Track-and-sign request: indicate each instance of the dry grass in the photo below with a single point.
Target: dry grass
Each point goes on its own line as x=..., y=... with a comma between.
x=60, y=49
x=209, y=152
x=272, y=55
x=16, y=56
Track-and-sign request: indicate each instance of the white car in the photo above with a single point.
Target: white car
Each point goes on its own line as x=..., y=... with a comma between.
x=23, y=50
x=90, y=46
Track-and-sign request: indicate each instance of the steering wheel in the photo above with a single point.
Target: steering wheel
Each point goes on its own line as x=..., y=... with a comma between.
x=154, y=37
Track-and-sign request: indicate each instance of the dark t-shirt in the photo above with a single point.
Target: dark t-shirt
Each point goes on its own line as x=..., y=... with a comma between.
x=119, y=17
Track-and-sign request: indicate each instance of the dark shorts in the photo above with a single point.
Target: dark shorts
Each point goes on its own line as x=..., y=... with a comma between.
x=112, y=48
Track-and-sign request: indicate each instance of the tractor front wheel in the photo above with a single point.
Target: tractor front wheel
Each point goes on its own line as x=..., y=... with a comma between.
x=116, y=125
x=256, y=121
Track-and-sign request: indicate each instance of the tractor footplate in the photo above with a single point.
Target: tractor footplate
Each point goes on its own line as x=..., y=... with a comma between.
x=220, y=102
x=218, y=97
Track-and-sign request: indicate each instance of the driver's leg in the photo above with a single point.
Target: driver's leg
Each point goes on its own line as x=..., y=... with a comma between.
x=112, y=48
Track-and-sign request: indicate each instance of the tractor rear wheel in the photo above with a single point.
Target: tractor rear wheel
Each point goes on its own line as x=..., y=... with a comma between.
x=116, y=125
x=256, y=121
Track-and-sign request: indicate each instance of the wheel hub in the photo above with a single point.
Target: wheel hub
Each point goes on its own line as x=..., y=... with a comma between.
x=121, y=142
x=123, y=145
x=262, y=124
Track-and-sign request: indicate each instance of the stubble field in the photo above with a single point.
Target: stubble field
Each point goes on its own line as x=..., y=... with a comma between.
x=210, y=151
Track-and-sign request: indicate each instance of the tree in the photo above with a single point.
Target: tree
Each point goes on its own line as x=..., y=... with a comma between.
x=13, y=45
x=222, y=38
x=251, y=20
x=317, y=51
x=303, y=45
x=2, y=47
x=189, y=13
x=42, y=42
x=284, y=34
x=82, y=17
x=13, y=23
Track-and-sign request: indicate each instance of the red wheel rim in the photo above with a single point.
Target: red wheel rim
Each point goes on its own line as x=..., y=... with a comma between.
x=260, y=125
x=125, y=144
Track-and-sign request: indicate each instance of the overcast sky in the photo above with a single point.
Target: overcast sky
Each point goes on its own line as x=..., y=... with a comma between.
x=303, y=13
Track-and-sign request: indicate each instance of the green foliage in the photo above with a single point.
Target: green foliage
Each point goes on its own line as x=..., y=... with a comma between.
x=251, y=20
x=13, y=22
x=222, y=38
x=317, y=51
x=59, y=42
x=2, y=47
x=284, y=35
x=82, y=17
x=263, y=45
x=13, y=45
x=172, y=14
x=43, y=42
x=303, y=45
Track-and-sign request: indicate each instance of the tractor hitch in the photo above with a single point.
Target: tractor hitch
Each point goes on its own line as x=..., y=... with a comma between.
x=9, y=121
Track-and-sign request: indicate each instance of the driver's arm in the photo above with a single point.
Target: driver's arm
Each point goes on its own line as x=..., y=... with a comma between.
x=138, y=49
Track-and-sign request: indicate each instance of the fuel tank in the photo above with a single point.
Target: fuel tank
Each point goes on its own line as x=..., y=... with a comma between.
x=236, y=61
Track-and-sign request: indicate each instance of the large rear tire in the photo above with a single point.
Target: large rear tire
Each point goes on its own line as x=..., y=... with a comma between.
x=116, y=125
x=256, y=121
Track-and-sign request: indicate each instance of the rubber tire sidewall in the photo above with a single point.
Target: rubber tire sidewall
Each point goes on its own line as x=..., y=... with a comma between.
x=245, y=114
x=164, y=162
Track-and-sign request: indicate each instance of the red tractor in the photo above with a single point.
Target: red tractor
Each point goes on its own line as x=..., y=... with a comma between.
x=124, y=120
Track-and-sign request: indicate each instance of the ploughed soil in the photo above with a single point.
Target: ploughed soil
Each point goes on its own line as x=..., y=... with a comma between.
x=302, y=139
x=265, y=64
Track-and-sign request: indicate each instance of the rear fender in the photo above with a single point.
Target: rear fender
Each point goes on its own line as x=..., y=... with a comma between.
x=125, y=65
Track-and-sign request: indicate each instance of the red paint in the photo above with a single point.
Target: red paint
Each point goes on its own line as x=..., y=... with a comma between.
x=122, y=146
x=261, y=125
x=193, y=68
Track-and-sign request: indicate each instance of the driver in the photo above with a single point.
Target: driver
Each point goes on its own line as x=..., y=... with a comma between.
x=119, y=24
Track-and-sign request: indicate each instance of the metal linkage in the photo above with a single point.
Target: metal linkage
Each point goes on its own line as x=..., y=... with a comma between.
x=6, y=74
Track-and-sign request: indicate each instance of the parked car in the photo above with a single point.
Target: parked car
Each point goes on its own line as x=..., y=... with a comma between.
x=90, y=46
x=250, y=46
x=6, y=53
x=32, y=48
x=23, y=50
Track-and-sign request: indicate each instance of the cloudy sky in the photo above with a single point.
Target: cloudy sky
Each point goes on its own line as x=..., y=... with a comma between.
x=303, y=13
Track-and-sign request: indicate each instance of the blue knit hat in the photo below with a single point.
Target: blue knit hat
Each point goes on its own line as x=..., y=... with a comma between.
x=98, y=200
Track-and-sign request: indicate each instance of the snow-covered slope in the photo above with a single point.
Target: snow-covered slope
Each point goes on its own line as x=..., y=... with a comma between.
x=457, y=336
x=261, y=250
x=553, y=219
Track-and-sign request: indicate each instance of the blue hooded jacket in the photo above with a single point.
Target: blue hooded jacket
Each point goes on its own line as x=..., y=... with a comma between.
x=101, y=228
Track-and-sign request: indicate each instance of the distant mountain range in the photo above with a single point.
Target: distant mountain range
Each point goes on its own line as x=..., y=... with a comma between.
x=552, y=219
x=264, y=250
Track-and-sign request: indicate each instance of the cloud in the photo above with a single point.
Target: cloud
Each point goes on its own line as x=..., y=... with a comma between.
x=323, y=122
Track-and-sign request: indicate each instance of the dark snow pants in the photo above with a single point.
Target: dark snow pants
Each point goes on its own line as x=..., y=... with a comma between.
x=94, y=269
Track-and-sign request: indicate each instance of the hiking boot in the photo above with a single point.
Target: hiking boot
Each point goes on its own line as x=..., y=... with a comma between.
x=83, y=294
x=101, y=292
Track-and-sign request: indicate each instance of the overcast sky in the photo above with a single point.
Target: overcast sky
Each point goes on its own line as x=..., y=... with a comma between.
——————————
▶ [Opdracht] Werk alle regels van de gegevens hierboven bij door "with a single point" overal te vervangen door "with exactly one point". Laat al het overige ongewijzigd.

▶ [Antwoord hieronder]
Track-and-sign request: indicate each instance of the dry grass in the photo below with exactly one point.
Target: dry grass
Each point goes on its own line as x=..., y=... with a comma between.
x=60, y=49
x=209, y=152
x=272, y=55
x=16, y=56
Track-and-sign request: indicate each instance of the white car in the photo above with exactly one point.
Target: white car
Each point goes on its own line as x=..., y=... with a comma between.
x=23, y=50
x=90, y=46
Track-and-sign request: indicate each instance of the steering wheel in the photo above with exactly one point.
Target: steering wheel
Each point goes on its own line as x=..., y=... with a comma between.
x=154, y=37
Track-and-sign request: indicate each instance of the dark t-shirt in the photo above with exactly one point.
Target: dark t-shirt
Each point goes on its own line as x=..., y=... with a comma between.
x=119, y=17
Track-and-sign request: indicate each instance of the dark shorts in the photo above with exactly one point.
Target: dark shorts
Each point goes on its own line as x=..., y=... with a comma between.
x=112, y=48
Track-and-sign request: indicate each instance of the tractor front wheel in the photo above with exactly one point.
Target: tractor front wheel
Each point goes on its own line as x=..., y=... with a comma between.
x=116, y=125
x=256, y=121
Track-and-sign request: indicate each instance of the tractor footplate in the photo above with exactly one point.
Target: tractor footplate
Each point goes on its own line as x=..., y=... with a comma between.
x=220, y=102
x=218, y=97
Track-and-sign request: indicate each instance of the driver's leg in the photo above with exactly one point.
Target: driver's leg
Each point goes on its own line as x=..., y=... with a comma between.
x=112, y=48
Track-and-sign request: indicate each instance of the tractor rear wheel in the photo above with exactly one point.
Target: tractor rear wheel
Each point goes on its own line as x=..., y=... with a comma between.
x=116, y=125
x=256, y=121
Track-and-sign request: indicate each instance of the wheel hub in the photo above with exactly one point.
Target: wheel hub
Each point goes on its own line as x=..., y=... with a comma between.
x=121, y=142
x=123, y=145
x=262, y=124
Track-and-sign request: indicate each instance of the stubble field in the photo above with exactly one point.
Target: stubble field
Each point goes on its own line as x=..., y=... with a comma between.
x=210, y=151
Track-and-sign request: indicate each instance of the tree in the photo above with exactly one point.
Target: tree
Each point goes on its own line as x=..., y=... with a comma between.
x=13, y=45
x=222, y=38
x=251, y=20
x=317, y=51
x=303, y=45
x=2, y=47
x=189, y=13
x=42, y=42
x=284, y=34
x=82, y=17
x=13, y=23
Track-and-sign request: indicate each instance of the red wheel rim in the photo above with exactly one point.
Target: red wheel rim
Each point goes on its own line as x=..., y=... with a comma between.
x=260, y=125
x=125, y=144
Track-and-sign request: indicate each instance of the overcast sky in the photo above with exactly one point.
Target: overcast sky
Each point goes on its own line as x=..., y=... with a comma between.
x=303, y=13
Track-and-sign request: indicate each instance of the green foliage in the photo above with exactly one point.
Target: green foliage
Each point goes on its own line as x=..., y=... with a comma between.
x=251, y=20
x=13, y=22
x=222, y=38
x=317, y=51
x=59, y=42
x=2, y=47
x=284, y=35
x=82, y=17
x=263, y=45
x=13, y=45
x=172, y=14
x=43, y=42
x=303, y=45
Track-and-sign request: indicate each instance of the tractor hitch in the photo above with exactly one point.
Target: tractor hitch
Each point goes on its own line as x=..., y=... with a comma between.
x=9, y=121
Track-and-sign request: indicate each instance of the driver's arm in the photo above with exactly one point.
Target: driver's arm
Each point goes on its own line as x=..., y=... with a comma between.
x=138, y=49
Track-and-sign request: indicate each instance of the fuel tank in the photo above with exactly one point.
Target: fuel tank
Each point goes on its own line as x=..., y=... with a comma between.
x=236, y=61
Track-and-sign request: indicate each instance of the large rear tire in the photo above with exactly one point.
Target: large rear tire
Each point goes on its own line as x=..., y=... with a comma between.
x=116, y=125
x=256, y=121
Track-and-sign request: indicate each instance of the rubber tire sidewall in the photo above with exactly one point.
Target: rubber tire sidewall
Each point goes on its own line as x=..., y=... with a comma between.
x=245, y=114
x=164, y=162
Track-and-sign request: indicate each instance of the red tractor in the photo above with exactly one point.
Target: red tractor
Each point goes on its own line as x=..., y=... with a comma between.
x=124, y=120
Track-and-sign request: indicate each instance of the ploughed soil in the photo above with exactly one point.
Target: ploughed soil
Each point goes on its own line as x=..., y=... with a comma between.
x=302, y=139
x=265, y=64
Track-and-sign request: indicate each instance of the rear fender in the photo above with exactly one point.
Target: rear fender
Each point goes on its own line as x=..., y=... with a comma between.
x=125, y=65
Track-and-sign request: indicate each instance of the red paint in the photo above with exactly one point.
Target: red paint
Each point goes on its own line as x=..., y=... with a comma between.
x=122, y=146
x=261, y=125
x=193, y=68
Track-and-sign request: indicate each instance of the driver in the photo above with exactly one point.
Target: driver
Each point goes on its own line as x=..., y=... with a comma between.
x=119, y=24
Track-and-sign request: indicate each instance of the metal linkage in the photo above with exactly one point.
Target: metal linkage
Each point goes on its own line as x=..., y=... with a comma between.
x=6, y=74
Track-and-sign request: indicate each instance of the parked car in the photo above with exactly one point.
Target: parked car
Each point goes on its own line as x=..., y=... with a comma between.
x=90, y=46
x=250, y=46
x=6, y=53
x=32, y=48
x=23, y=50
Track-and-sign request: indicate each instance of the cloudy sky in the photo above with exactly one point.
Target: cloudy sky
Each point goes on its own line as x=..., y=... with a comma between.
x=303, y=13
Track-and-sign request: indicate each instance of the blue knit hat in the photo below with exactly one point.
Target: blue knit hat
Each point goes on its own line as x=..., y=... with a comma between.
x=98, y=200
Track-and-sign request: indicate each instance of the snow-covered slope in the photo above with exactly one point.
Target: snow-covered slope
Each point goes on its own line as x=..., y=... with a comma between.
x=457, y=336
x=261, y=250
x=553, y=219
Track-and-sign request: indicate each instance of the blue hooded jacket in the photo above with exactly one point.
Target: blue hooded jacket
Each point goes on its own line as x=..., y=... with a comma between.
x=101, y=228
Track-and-sign request: indicate each instance of the distant mountain range in the photo above with exactly one point.
Target: distant mountain range
Each point goes on its own line as x=..., y=... with a comma between.
x=552, y=219
x=264, y=250
Track-and-sign request: indicate each instance of the cloud in the photo above with exactly one point.
Target: cloud
Each point goes on its own line as x=..., y=... with a comma between.
x=323, y=122
Track-and-sign request: indicate each instance of the dark snow pants in the photo above with exactly one point.
Target: dark snow pants
Each point goes on its own line as x=..., y=... with a comma between.
x=94, y=269
Track-and-sign request: indicate each instance of the hiking boot in the photo above with exactly one point.
Target: hiking boot
Each point goes on its own line as x=..., y=... with a comma between.
x=83, y=294
x=101, y=292
Track-and-sign request: indicate each instance of the overcast sky in the photo above with exactly one point.
Target: overcast sky
Each point goes on its own line as x=..., y=... with a comma between.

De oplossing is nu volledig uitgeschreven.